§ Task to complete: Leave out the pictures and transcribe everything else exactly.

§ Listed records:

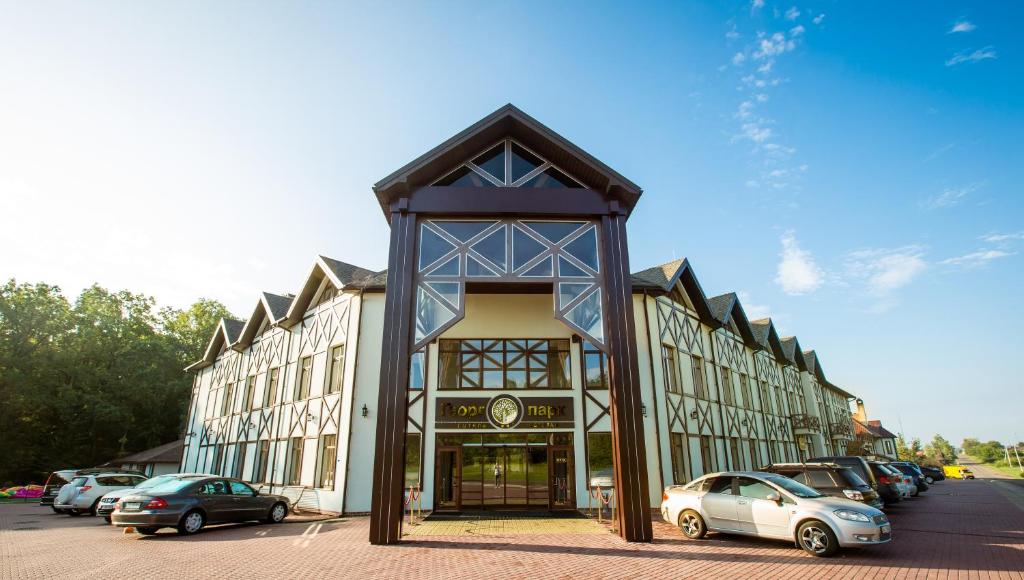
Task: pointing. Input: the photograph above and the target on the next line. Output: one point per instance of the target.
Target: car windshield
(171, 485)
(154, 482)
(797, 489)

§ Completed task:
Task: pointing. Input: the photograph above and the target on the next line. Output: one point per instance of the target.
Target: car windshield
(171, 485)
(154, 482)
(797, 489)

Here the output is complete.